### Extrait du document

****************

Pourtant, depuis la deuxième intifada, les résonances violentes du conflit israélo-palestinien en France relèvent davantage de la délinquance que de la guerre ou même du terrorisme. La situation est bien différente de celle des années 1970 où une véritable stratégie d'exportation du conflit s'était traduite par des attentats de groupes palestiniens sur le territoire national et par des assassinats ciblés de représentants de l'OLP à Paris par les services secrets israéliens. Cette internationalisation de fait du conflit a progressivement cessé à partir de la fin des années 1980, la première intifada annonçant une refocalisation de la lutte sur le Proche-Orient.

Aujourd'hui, l'impact le plus visible de la guerre au Proche-Orient sur le territoire national se situe dans le champ du militantisme. Les Parisiens peuvent difficilement ignorer les manifestations imposantes qui traversent régulièrement la capitale. La plupart d'entre elles - dont celle qui a réuni plus de 30 000 personnes samedi dernier - sont organisées en soutien aux Palestiniens. La plus grande manifestation pro-israélienne a quant à elle réuni environ 10 000 personnes devant l'ambassade d'Israël, à l'appel du Crif.

****************

### Données enregistrées

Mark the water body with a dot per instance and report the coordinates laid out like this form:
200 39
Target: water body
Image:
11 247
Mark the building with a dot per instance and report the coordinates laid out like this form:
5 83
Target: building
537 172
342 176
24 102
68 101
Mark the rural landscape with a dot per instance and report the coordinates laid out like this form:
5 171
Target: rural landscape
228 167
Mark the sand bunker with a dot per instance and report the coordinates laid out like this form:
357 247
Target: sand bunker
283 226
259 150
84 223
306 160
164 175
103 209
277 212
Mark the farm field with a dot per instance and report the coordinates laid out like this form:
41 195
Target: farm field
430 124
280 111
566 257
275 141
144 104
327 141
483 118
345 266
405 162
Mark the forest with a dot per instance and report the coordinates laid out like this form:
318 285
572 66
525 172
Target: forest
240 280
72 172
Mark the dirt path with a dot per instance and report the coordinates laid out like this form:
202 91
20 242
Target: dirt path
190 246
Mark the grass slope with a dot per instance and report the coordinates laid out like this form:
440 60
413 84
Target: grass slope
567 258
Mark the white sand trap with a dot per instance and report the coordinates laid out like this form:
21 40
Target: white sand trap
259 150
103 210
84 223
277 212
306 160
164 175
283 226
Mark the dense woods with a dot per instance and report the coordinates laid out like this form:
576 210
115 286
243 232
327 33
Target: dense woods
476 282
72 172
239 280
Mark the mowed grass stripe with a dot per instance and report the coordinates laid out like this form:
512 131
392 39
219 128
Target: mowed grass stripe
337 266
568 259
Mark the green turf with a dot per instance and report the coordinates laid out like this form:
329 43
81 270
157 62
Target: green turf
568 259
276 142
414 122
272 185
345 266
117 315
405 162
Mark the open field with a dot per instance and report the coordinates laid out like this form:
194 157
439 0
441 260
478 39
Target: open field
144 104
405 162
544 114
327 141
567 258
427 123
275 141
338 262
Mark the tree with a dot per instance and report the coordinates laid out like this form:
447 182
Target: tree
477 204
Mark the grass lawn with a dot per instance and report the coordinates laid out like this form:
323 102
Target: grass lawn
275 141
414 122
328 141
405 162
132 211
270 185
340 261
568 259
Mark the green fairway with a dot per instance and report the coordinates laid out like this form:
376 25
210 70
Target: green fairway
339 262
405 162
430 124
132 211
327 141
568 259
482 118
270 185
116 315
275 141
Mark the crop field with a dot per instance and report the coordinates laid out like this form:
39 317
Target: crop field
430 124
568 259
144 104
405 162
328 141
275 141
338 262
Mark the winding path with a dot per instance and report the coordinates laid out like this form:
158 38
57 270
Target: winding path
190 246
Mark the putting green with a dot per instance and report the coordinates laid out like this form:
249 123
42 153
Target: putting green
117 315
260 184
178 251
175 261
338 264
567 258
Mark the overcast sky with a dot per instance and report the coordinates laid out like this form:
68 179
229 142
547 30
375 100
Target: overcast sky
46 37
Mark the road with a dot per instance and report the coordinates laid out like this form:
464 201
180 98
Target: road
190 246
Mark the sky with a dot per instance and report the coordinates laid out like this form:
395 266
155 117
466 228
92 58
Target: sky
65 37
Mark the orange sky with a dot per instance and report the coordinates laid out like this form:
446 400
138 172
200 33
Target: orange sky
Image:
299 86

****************

### Tâches à réaliser
(A) Les affirmations suivantes concordent-elles avec l'extrait ? Pour chacune, répondez par oui ou par non et citez mot pour mot les termes de l'extrait qui tranchent.
(i) La plus grande manifestation pro-israélienne a réuni environ 10 000 personnes devant l'ambassade d'Israël.
(ii) Les attentats de groupes palestiniens sur le territoire national datent de la première intifada.
(iii) La manifestation de samedi dernier était organisée en soutien aux Israéliens.
(B) Pouvez-vous réécrire les lignes des enregistrements, de celle qui contient « Mark the orange » jusqu'à la fin des enregistrements, en remplaçant « orange sky » par « sunset sky » sans rien modifier d'autre ?

### Réponses par tâche
(A)
(i) Oui : « La plus grande manifestation pro-israélienne a quant à elle réuni environ 10 000 personnes devant l'ambassade d'Israël ».
(ii) Non : « des années 1970 où une véritable stratégie d'exportation du conflit s'était traduite par des attentats de groupes palestiniens sur le territoire national ».
(iii) Non : « dont celle qui a réuni plus de 30 000 personnes samedi dernier - sont organisées en soutien aux Palestiniens ».

(B)
Mark the sunset sky with a dot per instance and report the coordinates laid out like this form:
446 400
138 172
200 33
Target: sunset sky
Image:
299 86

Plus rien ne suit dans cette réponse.